REQUIRED WORK: Your task is to output the data exactly as it stands.

----- MATERIAL FOR THE TASK

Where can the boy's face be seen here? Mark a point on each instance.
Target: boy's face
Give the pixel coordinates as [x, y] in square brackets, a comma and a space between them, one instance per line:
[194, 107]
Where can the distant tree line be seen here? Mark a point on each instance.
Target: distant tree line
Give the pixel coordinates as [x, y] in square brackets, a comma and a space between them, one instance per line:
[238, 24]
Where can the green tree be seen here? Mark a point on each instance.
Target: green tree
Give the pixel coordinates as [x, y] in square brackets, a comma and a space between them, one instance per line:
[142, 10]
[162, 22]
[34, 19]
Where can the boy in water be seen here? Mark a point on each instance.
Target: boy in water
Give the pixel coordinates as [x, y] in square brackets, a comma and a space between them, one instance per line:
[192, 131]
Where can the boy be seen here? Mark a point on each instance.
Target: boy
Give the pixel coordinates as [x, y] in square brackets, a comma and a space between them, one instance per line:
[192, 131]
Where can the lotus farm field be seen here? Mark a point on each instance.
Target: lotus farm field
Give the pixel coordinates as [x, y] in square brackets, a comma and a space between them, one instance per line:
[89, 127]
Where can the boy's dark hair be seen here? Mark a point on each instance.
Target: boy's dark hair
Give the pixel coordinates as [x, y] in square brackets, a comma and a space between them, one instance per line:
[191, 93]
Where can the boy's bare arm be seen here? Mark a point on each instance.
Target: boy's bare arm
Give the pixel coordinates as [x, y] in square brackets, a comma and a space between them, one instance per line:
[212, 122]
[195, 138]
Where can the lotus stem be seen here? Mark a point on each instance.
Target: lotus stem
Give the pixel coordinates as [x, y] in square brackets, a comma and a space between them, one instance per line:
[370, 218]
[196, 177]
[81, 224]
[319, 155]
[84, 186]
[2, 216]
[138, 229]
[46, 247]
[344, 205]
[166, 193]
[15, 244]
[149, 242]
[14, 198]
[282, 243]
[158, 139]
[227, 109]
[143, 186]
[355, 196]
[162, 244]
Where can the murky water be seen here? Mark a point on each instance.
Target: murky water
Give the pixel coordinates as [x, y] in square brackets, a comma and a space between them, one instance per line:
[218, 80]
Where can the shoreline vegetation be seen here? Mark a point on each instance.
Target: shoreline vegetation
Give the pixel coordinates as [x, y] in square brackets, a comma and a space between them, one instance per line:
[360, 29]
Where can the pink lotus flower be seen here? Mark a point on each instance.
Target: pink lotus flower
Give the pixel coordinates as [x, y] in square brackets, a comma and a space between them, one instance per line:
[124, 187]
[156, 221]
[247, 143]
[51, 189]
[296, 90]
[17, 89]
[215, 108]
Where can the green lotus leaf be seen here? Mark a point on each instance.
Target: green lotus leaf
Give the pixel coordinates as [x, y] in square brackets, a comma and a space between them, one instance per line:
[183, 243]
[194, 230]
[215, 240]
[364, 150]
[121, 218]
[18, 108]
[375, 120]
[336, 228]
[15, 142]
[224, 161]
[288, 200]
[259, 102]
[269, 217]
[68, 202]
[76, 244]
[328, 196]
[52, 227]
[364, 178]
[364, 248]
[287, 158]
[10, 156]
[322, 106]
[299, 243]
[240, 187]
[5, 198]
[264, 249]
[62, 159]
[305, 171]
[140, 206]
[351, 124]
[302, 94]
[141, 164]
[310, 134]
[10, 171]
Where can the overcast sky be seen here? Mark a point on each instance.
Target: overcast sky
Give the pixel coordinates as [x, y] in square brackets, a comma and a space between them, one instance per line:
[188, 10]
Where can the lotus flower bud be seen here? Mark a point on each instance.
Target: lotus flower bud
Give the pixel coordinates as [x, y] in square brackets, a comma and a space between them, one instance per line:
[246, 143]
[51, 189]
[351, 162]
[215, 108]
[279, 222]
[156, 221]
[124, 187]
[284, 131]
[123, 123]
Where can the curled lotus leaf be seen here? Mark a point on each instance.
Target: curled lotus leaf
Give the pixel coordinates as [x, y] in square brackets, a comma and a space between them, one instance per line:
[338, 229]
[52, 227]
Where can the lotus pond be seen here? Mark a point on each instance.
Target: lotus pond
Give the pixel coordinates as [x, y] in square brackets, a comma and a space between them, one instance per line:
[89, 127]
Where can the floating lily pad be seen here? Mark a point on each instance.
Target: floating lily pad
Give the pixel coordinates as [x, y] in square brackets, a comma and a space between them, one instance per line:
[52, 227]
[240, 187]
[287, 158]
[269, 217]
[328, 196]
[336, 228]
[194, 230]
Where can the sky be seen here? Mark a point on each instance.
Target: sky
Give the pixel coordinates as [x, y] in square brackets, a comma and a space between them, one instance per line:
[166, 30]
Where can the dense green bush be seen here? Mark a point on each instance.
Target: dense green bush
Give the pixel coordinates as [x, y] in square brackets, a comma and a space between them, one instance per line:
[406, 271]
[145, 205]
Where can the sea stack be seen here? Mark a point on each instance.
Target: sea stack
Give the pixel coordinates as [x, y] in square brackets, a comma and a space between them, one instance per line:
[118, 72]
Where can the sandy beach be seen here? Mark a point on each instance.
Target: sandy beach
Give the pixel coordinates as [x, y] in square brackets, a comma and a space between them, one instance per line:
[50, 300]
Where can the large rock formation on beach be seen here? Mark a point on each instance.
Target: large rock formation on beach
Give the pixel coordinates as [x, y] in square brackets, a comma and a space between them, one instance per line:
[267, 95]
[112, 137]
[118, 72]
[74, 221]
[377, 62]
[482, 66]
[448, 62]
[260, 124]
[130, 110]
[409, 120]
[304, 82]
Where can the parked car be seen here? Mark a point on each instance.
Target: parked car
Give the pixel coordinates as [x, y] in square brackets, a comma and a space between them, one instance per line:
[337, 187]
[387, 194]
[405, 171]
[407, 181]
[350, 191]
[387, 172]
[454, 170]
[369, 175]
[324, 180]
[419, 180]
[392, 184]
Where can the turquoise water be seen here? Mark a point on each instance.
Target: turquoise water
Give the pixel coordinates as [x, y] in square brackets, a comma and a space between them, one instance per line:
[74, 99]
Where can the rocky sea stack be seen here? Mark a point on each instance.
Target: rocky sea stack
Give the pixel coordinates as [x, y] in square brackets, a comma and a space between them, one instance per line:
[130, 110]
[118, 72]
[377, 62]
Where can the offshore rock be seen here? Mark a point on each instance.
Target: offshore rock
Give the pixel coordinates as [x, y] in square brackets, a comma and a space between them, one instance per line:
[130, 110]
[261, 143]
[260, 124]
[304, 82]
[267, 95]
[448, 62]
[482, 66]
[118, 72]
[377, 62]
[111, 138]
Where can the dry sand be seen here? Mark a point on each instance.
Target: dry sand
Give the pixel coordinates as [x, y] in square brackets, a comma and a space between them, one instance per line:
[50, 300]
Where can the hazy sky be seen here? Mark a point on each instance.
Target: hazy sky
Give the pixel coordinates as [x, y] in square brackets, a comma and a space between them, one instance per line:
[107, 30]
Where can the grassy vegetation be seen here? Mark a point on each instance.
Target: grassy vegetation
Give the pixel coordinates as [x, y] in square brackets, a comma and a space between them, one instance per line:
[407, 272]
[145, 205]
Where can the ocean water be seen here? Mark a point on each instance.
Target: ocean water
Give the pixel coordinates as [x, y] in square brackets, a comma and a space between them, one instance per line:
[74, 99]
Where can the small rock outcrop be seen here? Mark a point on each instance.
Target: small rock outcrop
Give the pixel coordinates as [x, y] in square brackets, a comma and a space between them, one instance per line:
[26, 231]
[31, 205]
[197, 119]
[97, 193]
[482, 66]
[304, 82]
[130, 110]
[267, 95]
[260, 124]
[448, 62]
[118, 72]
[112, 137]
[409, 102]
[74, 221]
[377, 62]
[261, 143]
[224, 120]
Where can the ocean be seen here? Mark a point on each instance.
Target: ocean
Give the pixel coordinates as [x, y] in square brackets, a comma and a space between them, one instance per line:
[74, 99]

----------

COMPLETE RESPONSE:
Where can the boy's face be seen here? Mark a point on each instance.
Target: boy's face
Give the pixel coordinates as [x, y] in square brackets, a comma and a space between them, one instance per line:
[194, 107]
Where can the distant tree line be seen here? Mark a point on each instance.
Target: distant tree line
Give the pixel coordinates as [x, y] in square brackets, a comma and a space between them, one instance per line:
[238, 24]
Where can the green tree be seen here? Mark a point on each instance.
Target: green tree
Give the pixel coordinates as [x, y] in square brackets, a comma and a space between them, one instance per line:
[142, 10]
[162, 22]
[34, 19]
Where can the boy in water be seen here? Mark a point on each instance.
Target: boy in water
Give the pixel coordinates as [x, y] in square brackets, a comma and a space between them, one instance per line:
[192, 131]
Where can the boy be seen here? Mark a point on each instance.
Target: boy
Give the pixel coordinates as [x, y] in square brackets, a comma and a space between them, one instance per line:
[192, 131]
Where can the lotus farm field be seen here? Mark a point on each instance.
Target: lotus farm field
Give the pixel coordinates as [x, y] in square brackets, a comma and a space between them, one instance per line:
[89, 127]
Where can the boy's dark hair be seen here? Mark a point on each instance.
Target: boy's dark hair
Give the pixel coordinates as [x, y] in square brackets, a comma and a space between them, one instance per line:
[191, 93]
Where can the boy's bare arm be seen here? Mark a point on each instance.
Target: boy's bare arm
Give the pixel coordinates as [x, y] in square brackets, a comma and a space between them, one instance per line:
[212, 122]
[195, 138]
Where can the lotus stem be seen here? Mark a point on each instance.
Target: lotus stem
Give the pixel coordinates as [x, y] in square brackets, a comma and a space between them, one instance per line:
[370, 218]
[196, 177]
[81, 224]
[319, 155]
[84, 186]
[2, 216]
[138, 229]
[46, 247]
[344, 205]
[166, 193]
[15, 244]
[149, 242]
[14, 198]
[282, 243]
[158, 139]
[227, 109]
[143, 186]
[355, 196]
[162, 244]
Where can the murky water be seen here? Mark a point on each instance.
Target: murky water
Give the pixel coordinates as [x, y] in square brackets, a comma and a space between them, one instance per line:
[218, 80]
Where can the shoreline vegetation be seen here? Mark a point on each instance.
Target: shoreline vegetation
Give the pixel coordinates as [x, y] in square brackets, a comma and a space between them, one instance per line:
[360, 29]
Where can the pink lotus flower be seen here? Mark a point on each instance.
Target: pink lotus flower
Give the pixel coordinates as [x, y] in square brackets, a comma and a space between them, one instance per line:
[124, 187]
[156, 221]
[247, 143]
[51, 189]
[296, 90]
[17, 89]
[215, 108]
Where can the green lotus leaf be seen here? Mark a point on each instance.
Target: green lotus leaf
Give the pixel coordinates as [x, y] in square brackets, a comma and a space between them, one instance per line:
[183, 243]
[194, 230]
[215, 240]
[364, 150]
[121, 218]
[18, 108]
[375, 120]
[336, 228]
[15, 142]
[224, 161]
[288, 200]
[259, 102]
[269, 217]
[68, 202]
[76, 244]
[328, 196]
[52, 227]
[364, 178]
[364, 248]
[287, 158]
[10, 156]
[322, 106]
[299, 243]
[240, 187]
[5, 198]
[264, 249]
[62, 159]
[305, 171]
[140, 206]
[351, 124]
[302, 94]
[141, 164]
[310, 134]
[10, 171]
Where can the overcast sky be seen here? Mark a point on each instance.
Target: overcast sky
Give the pixel coordinates as [x, y] in square brackets, a comma and a space between them, one instance per line:
[188, 10]
Where can the lotus flower bud be seen here? Mark a point on each instance.
Target: lotus flower bud
Give the pixel coordinates as [x, y] in square brackets, a comma and a space between them, one instance per line:
[246, 143]
[51, 189]
[351, 162]
[215, 108]
[279, 222]
[156, 221]
[124, 187]
[284, 131]
[123, 123]
Where can the curled lotus leaf be seen here? Mark a point on each instance.
Target: curled lotus leaf
Give the pixel coordinates as [x, y] in square brackets, a comma and a space between them, one instance per line:
[338, 229]
[52, 227]
Where can the lotus pond be seen here? Mark a point on each instance.
Target: lotus pond
Give the pixel coordinates as [x, y] in square brackets, a comma and a space between them, one instance per line:
[89, 127]
Where can the floating lily pad be seen here? Mark a point on each instance.
Target: floating lily pad
Give the pixel coordinates as [x, y] in square brackets, a comma and a space between them, one instance per line:
[52, 227]
[240, 187]
[287, 158]
[269, 217]
[328, 196]
[336, 228]
[194, 230]
Where can the sky be seen here? Mark a point on each instance.
Target: sky
Give the pixel coordinates as [x, y] in square brackets, a comma and a space between them, one instance per line:
[166, 30]
Where can the dense green bush be seen here? Mark a point on each instance.
Target: dense green bush
Give the pixel coordinates as [x, y] in square brackets, a comma and a space between them, one instance per line:
[406, 271]
[145, 205]
Where can the sea stack be seen here? Mark a point on each instance.
Target: sea stack
Give the pixel coordinates as [x, y] in square brackets, a comma and a space between them, one instance per line:
[118, 72]
Where can the sandy beach be seen here? Mark a point on each instance.
Target: sandy beach
Give the pixel coordinates as [x, y] in square brackets, a comma and a space between them, one instance per line:
[50, 300]
Where can the large rock formation on beach be seen here? Mark a point on each instance.
Target: large rock formation on beach
Give the pixel coordinates as [x, y] in square brackets, a comma and a space between them, one instance per line:
[267, 95]
[112, 137]
[118, 72]
[74, 221]
[377, 62]
[482, 66]
[448, 62]
[260, 124]
[130, 110]
[409, 120]
[304, 82]
Where can the parked car be seen here? Mark a point on each instance.
Target: parked car
Give the pixel coordinates as [x, y] in square brackets, a comma and a space between them, one instance per line:
[337, 187]
[387, 194]
[405, 171]
[407, 181]
[350, 191]
[387, 172]
[454, 170]
[369, 175]
[324, 180]
[419, 180]
[392, 184]
Where can the turquoise water be seen here? Mark a point on each instance.
Target: turquoise water
Give the pixel coordinates as [x, y] in square brackets, a comma and a space between them, one instance per line:
[74, 99]
Where can the rocky sea stack be seen here? Mark a point on each instance.
Target: rocky sea stack
Give the pixel coordinates as [x, y] in square brackets, a comma and a space between them, one instance per line:
[130, 110]
[118, 72]
[377, 62]
Where can the offshore rock be seen here? Mark a point on each instance.
Target: offshore rock
Give the pixel coordinates as [x, y] in square brackets, a comma and a space between them, one instance per line:
[130, 110]
[261, 143]
[260, 124]
[304, 82]
[267, 95]
[448, 62]
[482, 66]
[118, 72]
[377, 62]
[111, 138]
Where can the dry sand be seen here? Mark a point on each instance.
Target: dry sand
Give the pixel coordinates as [x, y] in square brackets, a comma and a space between them, one instance per line:
[50, 300]
Where can the hazy sky be seen here? Mark a point on each instance.
Target: hazy sky
Give the pixel coordinates as [x, y] in square brackets, a comma and a space between them, one instance per line:
[107, 30]
Where can the grassy vegetation be seen here? Mark a point on each instance.
Target: grassy vegetation
Give the pixel coordinates as [x, y] in square brackets, a comma and a space between them, one instance per line:
[407, 272]
[145, 205]
Where can the ocean water be seen here? Mark a point on each instance.
Target: ocean water
Give the pixel coordinates as [x, y] in square brackets, a comma and a space between them, one instance per line:
[74, 99]
Where can the small rock outcrop be seen here? Mark a point on each instance.
Target: small rock outcrop
Give the pixel coordinates as [x, y] in square brackets, a comma and a space between them, one instance per line:
[26, 231]
[31, 205]
[197, 119]
[97, 193]
[482, 66]
[304, 82]
[130, 110]
[267, 95]
[260, 124]
[448, 62]
[118, 72]
[112, 137]
[409, 102]
[74, 221]
[377, 62]
[261, 143]
[224, 120]
Where can the ocean be seen here? Mark a point on each instance.
Target: ocean
Give the pixel coordinates as [x, y] in square brackets, a comma and a space between them, one instance per line:
[74, 99]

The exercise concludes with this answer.